**Exercise directions**
Every line of the material below in which "flower" shows up is to be located and copied.

**Input material**

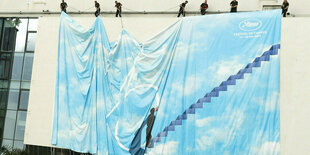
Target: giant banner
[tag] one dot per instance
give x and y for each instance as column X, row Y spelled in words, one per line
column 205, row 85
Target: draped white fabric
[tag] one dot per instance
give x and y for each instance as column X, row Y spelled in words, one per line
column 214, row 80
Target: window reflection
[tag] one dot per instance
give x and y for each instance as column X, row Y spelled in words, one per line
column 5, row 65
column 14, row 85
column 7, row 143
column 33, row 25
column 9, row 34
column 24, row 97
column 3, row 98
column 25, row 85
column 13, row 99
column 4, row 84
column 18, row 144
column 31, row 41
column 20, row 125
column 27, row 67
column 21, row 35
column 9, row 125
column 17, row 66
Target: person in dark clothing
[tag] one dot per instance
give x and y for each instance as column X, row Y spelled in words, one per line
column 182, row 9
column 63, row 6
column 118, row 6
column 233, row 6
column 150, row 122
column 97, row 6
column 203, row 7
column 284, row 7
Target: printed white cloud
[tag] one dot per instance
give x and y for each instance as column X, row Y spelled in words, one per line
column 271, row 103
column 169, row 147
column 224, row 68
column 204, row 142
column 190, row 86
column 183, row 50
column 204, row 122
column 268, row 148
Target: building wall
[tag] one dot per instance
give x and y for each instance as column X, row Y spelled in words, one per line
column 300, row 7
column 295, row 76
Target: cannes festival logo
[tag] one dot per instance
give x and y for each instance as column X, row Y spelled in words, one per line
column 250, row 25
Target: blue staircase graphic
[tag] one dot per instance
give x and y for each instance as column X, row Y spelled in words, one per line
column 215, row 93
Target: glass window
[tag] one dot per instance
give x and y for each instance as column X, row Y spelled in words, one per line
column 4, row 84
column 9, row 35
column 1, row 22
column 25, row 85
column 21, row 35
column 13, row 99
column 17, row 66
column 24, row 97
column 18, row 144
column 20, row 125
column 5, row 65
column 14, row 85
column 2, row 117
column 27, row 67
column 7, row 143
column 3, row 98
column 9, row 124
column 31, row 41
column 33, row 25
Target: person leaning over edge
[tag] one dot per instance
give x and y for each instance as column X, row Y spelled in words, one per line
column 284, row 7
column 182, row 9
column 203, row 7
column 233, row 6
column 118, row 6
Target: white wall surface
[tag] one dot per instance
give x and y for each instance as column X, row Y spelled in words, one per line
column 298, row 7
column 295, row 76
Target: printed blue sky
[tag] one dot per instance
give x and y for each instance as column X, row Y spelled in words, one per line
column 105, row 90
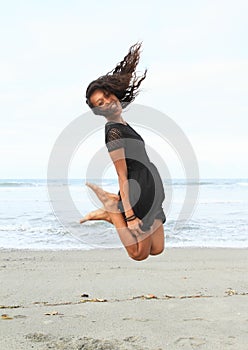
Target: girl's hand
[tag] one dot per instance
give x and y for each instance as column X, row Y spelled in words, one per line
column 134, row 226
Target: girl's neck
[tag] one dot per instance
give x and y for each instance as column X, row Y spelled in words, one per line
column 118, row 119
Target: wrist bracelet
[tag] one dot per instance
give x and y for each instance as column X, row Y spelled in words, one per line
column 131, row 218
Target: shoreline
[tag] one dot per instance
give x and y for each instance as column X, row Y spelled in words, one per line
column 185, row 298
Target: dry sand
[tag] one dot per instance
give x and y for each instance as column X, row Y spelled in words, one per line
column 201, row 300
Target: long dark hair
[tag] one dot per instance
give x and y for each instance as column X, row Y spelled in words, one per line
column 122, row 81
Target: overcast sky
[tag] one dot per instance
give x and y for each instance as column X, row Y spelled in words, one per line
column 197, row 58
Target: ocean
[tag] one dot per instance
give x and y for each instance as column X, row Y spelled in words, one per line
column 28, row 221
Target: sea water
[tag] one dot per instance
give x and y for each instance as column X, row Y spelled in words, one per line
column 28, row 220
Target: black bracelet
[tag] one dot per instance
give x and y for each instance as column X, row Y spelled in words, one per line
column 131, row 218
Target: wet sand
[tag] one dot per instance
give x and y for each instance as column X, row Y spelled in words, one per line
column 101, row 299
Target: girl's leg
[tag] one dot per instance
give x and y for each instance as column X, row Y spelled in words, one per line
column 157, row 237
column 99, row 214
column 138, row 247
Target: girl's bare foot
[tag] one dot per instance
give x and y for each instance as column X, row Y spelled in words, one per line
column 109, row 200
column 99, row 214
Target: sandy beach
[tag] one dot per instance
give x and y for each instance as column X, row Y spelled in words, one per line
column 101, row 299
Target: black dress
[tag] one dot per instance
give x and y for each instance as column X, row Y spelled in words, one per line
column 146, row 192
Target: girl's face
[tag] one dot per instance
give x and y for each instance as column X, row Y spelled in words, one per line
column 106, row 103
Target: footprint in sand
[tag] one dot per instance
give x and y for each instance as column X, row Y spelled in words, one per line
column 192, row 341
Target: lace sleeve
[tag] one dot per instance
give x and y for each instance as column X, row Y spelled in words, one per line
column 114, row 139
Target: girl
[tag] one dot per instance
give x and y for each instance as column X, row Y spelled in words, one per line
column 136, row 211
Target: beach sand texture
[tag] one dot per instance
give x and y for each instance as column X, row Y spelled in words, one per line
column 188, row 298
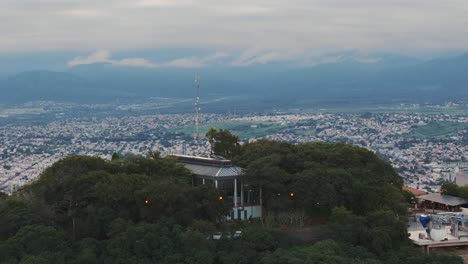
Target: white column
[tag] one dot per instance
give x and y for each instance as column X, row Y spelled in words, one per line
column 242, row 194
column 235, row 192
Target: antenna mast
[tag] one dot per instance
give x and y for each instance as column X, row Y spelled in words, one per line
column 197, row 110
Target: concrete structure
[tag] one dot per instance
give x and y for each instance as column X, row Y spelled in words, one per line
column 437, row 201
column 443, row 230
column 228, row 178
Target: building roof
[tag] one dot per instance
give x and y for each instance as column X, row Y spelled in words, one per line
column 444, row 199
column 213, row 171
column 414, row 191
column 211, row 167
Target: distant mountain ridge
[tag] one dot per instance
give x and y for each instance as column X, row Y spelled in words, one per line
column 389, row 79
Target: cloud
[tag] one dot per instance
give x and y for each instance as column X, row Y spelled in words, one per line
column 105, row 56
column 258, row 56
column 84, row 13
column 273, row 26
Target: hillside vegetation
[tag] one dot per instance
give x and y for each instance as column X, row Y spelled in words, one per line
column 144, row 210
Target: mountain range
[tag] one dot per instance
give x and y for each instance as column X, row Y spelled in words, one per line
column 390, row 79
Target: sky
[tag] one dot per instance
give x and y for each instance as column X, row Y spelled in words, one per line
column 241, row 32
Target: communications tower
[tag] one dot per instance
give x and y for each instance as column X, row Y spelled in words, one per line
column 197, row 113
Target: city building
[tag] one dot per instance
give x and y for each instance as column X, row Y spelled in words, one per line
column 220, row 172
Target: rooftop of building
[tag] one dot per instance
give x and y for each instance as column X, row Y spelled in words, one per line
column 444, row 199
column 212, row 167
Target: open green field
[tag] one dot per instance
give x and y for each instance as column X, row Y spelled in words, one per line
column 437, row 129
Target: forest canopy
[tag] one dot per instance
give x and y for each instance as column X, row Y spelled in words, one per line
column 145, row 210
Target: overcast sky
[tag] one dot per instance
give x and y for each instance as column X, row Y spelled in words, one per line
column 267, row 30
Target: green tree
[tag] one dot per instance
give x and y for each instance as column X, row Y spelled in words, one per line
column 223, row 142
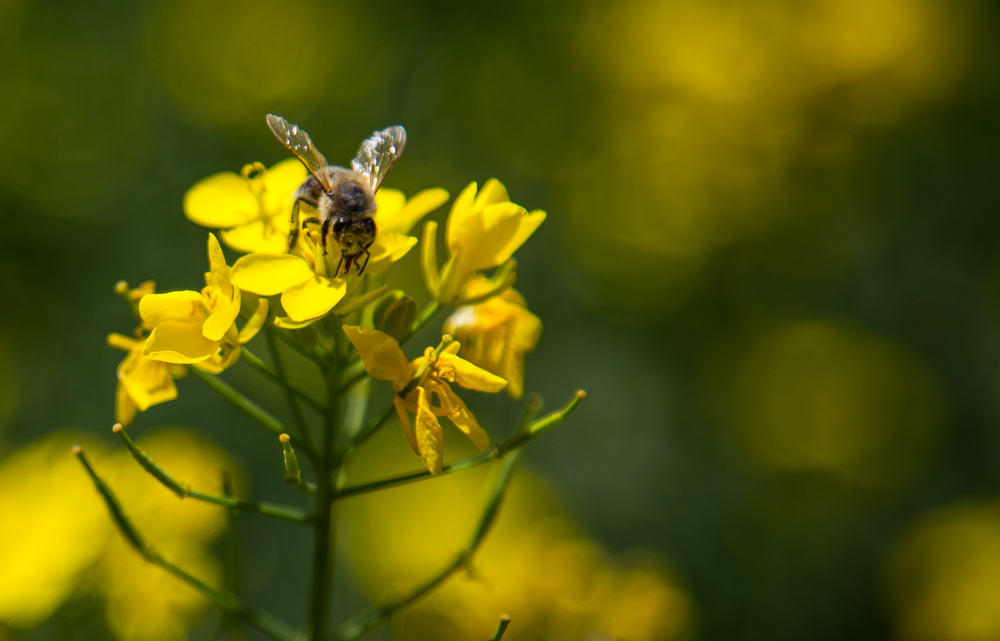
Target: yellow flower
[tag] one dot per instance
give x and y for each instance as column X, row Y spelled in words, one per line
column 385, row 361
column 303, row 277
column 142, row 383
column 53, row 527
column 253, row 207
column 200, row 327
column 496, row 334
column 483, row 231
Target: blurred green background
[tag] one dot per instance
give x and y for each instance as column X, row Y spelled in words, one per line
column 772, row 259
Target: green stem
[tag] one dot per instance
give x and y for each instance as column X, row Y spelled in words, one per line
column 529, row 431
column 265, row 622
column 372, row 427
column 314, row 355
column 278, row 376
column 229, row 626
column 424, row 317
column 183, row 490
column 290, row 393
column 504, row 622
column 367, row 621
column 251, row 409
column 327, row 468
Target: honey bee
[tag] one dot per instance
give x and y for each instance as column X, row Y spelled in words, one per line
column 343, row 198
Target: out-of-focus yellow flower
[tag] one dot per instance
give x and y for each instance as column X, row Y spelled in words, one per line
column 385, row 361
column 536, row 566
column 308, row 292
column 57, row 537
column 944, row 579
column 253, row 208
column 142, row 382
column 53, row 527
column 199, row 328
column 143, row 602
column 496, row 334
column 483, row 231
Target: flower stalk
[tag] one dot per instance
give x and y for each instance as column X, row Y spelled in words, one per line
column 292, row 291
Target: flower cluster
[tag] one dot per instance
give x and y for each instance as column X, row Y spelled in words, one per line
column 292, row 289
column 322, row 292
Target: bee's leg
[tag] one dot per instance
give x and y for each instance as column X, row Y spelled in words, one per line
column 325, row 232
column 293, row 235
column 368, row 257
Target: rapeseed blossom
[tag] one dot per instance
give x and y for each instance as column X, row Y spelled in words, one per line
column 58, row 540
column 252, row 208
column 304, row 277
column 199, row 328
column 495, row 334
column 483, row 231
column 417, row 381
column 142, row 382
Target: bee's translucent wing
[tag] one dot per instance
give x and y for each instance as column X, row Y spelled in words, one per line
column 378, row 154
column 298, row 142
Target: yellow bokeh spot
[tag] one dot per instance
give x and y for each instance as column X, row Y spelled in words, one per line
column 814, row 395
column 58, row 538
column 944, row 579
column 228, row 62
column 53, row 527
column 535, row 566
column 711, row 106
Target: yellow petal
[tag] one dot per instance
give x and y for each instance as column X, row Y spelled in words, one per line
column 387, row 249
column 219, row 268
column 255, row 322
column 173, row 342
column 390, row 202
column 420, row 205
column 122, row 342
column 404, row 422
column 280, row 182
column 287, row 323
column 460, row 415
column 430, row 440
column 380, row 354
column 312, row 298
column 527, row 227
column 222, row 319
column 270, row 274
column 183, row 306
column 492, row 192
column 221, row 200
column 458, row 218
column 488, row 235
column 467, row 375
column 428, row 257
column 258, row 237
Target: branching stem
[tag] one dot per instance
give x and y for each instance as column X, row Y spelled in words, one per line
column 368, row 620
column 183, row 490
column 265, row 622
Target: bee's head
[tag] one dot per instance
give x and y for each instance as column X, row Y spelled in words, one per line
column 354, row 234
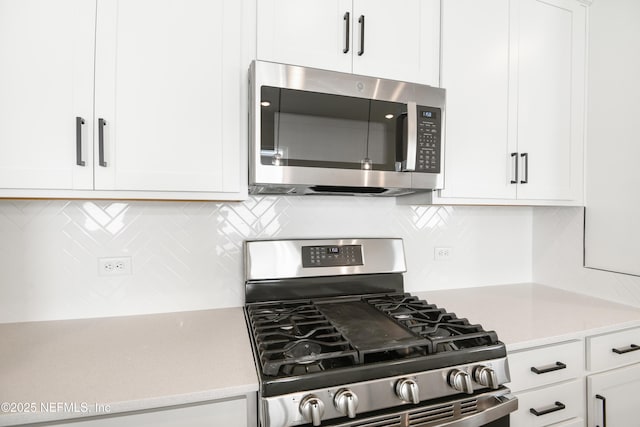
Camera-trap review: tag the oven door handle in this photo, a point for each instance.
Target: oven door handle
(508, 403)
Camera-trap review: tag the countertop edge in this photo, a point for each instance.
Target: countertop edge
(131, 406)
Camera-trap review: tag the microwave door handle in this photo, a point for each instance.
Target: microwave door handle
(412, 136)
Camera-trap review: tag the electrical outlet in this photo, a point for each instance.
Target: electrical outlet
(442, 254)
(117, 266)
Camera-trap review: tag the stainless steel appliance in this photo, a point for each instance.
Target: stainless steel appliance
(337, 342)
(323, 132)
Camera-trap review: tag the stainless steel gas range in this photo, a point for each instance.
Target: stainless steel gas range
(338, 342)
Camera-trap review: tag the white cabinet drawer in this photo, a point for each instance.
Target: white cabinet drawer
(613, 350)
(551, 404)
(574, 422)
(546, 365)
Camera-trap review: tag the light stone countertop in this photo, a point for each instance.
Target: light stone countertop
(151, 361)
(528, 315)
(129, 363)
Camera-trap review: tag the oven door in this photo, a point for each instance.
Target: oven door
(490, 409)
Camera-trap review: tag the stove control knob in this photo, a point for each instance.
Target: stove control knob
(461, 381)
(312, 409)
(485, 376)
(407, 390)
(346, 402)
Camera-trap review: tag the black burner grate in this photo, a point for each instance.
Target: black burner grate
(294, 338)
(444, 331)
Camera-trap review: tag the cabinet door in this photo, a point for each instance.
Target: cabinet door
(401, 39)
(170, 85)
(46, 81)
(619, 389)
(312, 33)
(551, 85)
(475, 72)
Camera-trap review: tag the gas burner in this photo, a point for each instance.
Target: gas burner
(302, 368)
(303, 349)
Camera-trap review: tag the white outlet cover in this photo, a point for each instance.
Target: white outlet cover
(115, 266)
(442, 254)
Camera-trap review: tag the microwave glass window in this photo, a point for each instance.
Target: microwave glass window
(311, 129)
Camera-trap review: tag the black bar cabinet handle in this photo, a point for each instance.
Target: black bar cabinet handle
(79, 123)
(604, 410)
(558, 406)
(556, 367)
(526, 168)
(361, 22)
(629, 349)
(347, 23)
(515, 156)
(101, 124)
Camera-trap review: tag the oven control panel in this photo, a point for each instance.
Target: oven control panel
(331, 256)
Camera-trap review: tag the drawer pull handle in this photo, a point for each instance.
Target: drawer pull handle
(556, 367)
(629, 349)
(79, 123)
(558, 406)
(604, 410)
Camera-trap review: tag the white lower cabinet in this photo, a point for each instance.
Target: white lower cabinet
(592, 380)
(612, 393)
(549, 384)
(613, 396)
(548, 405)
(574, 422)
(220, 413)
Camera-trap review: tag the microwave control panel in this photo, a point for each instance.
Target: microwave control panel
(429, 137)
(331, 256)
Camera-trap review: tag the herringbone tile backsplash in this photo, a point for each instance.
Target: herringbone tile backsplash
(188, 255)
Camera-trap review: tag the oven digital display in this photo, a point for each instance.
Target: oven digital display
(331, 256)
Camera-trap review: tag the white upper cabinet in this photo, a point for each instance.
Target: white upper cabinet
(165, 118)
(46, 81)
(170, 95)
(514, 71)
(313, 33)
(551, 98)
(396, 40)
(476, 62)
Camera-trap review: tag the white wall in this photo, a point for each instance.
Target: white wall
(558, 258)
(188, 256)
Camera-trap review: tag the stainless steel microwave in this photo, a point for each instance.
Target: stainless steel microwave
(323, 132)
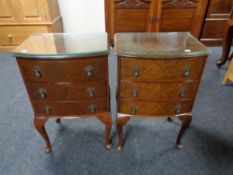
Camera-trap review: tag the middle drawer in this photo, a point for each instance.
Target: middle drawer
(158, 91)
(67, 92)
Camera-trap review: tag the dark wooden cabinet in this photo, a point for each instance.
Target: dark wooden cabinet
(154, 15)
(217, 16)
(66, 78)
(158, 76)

**Exercise output**
Target: yellow flower
Target: out-of-focus yellow flower
Target: flower stalk
Target: flower cluster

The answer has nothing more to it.